» Task description
Copy the GPU parallelism configuration notes below word for word, in full.

» Text shown
....................

GPU-specific parallelism

For Wan on GPU with cuDNN flash attention:
# Batch parallelism (no fractional batch support)
ici_fsdp_batch_parallelism: 2  # GPU-specific batch axis
ici_fsdp_parallelism: 2         # Can combine with sequence
attention: "cudnn_flash_te"
The cuDNN flash attention kernel requires sequence length divisible by ici_fsdp_parallelism (no padding support).

Fractional batch sizes

Some models support fractional per_device_batch_size:
per_device_batch_size: 0.25
ici_data_parallelism: 4
# Effective global batch = 0.25 * 4 = 1
Requirements:
  • per_device_batch_size * num_devices must be a whole number
  • Not supported with ici_fsdp_batch_parallelism (GPU batch parallelism)
Use case: Large models where even batch size 1 per device is too big.

Common pitfalls

Batch size not divisible

Warning: batch dimension should be shardable among the devices in data and fsdp axis
batch dimension: 1, devices_in_data_fsdp: 4
Solution: Adjust batch size or use fractional batch sizes.

Head count not divisible

Wan2.1 has 40 attention heads. Using ici_tensor_parallelism=3 fails:
# Error: 40 heads not divisible by 3
Solution: Use 1, 2, 4, 5, 8, 10, 20, or 40 for ici_tensor_parallelism.

Wrong axis for auto-shard

dcn_data_parallelism: -1
ici_data_parallelism: -1  # Error: can't auto-shard both
Solution: Only one axis can use -1.

....................

» Records shown
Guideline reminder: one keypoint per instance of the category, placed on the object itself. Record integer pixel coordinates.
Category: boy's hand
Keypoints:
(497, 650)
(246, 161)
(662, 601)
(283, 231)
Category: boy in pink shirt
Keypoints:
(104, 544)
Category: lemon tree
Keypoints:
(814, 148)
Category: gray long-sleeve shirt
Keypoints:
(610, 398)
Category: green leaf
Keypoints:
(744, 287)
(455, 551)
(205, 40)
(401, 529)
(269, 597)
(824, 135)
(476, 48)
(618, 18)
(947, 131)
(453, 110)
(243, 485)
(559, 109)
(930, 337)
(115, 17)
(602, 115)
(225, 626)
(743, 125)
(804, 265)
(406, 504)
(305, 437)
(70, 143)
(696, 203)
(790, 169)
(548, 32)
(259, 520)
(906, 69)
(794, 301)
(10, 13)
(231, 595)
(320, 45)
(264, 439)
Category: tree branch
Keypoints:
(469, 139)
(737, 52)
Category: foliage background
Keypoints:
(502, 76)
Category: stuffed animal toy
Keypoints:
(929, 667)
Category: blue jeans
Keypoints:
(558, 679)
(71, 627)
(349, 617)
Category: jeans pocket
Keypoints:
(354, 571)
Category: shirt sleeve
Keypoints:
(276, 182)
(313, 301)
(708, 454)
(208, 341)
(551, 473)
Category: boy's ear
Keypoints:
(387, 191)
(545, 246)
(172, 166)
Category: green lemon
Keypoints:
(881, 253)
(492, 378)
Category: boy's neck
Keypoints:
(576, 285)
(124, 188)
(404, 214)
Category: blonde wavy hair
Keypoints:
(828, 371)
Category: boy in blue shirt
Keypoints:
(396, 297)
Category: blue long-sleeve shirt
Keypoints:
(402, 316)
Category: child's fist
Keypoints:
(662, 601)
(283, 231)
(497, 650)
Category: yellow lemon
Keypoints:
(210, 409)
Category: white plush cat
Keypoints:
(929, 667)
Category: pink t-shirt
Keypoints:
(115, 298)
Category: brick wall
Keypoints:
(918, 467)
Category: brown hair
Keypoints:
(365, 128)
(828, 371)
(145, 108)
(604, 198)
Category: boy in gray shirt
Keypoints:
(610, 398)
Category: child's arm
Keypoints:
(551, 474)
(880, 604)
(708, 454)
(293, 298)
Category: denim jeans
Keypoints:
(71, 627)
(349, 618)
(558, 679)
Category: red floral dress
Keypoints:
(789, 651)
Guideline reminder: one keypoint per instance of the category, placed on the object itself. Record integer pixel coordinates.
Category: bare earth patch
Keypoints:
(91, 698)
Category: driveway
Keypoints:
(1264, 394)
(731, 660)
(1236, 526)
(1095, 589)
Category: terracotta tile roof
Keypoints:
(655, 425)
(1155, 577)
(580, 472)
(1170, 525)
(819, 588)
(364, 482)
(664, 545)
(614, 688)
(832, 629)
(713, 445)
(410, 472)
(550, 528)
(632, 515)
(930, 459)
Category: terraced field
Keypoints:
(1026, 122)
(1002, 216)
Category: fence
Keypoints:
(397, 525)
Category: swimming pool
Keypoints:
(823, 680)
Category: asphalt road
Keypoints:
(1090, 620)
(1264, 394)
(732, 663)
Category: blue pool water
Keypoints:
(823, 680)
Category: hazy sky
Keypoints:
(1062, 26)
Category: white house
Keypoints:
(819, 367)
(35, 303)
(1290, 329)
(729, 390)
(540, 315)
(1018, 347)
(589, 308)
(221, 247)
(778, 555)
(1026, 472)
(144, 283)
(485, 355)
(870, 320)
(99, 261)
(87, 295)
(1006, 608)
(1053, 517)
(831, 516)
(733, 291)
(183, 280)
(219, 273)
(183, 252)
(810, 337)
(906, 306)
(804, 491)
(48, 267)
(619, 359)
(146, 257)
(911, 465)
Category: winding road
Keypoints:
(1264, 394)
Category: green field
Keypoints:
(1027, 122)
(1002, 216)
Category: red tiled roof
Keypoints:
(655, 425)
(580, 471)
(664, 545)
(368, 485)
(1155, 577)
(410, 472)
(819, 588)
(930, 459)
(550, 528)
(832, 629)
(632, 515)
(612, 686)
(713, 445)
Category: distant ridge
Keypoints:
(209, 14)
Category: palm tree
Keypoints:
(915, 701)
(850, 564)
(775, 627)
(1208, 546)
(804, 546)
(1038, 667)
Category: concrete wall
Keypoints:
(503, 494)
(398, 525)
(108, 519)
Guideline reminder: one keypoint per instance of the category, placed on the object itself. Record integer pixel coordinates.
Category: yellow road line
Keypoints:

....................

» Answer for this exercise
GPU-specific parallelism

For Wan on GPU with cuDNN flash attention:
# Batch parallelism (no fractional batch support)
ici_fsdp_batch_parallelism: 2  # GPU-specific batch axis
ici_fsdp_parallelism: 2         # Can combine with sequence
attention: "cudnn_flash_te"
The cuDNN flash attention kernel requires sequence length divisible by ici_fsdp_parallelism (no padding support).

Fractional batch sizes

Some models support fractional per_device_batch_size:
per_device_batch_size: 0.25
ici_data_parallelism: 4
# Effective global batch = 0.25 * 4 = 1
Requirements:
  • per_device_batch_size * num_devices must be a whole number
  • Not supported with ici_fsdp_batch_parallelism (GPU batch parallelism)
Use case: Large models where even batch size 1 per device is too big.

Common pitfalls

Batch size not divisible

Warning: batch dimension should be shardable among the devices in data and fsdp axis
batch dimension: 1, devices_in_data_fsdp: 4
Solution: Adjust batch size or use fractional batch sizes.

Head count not divisible

Wan2.1 has 40 attention heads. Using ici_tensor_parallelism=3 fails:
# Error: 40 heads not divisible by 3
Solution: Use 1, 2, 4, 5, 8, 10, 20, or 40 for ici_tensor_parallelism.

Wrong axis for auto-shard

dcn_data_parallelism: -1
ici_data_parallelism: -1  # Error: can't auto-shard both
Solution: Only one axis can use -1.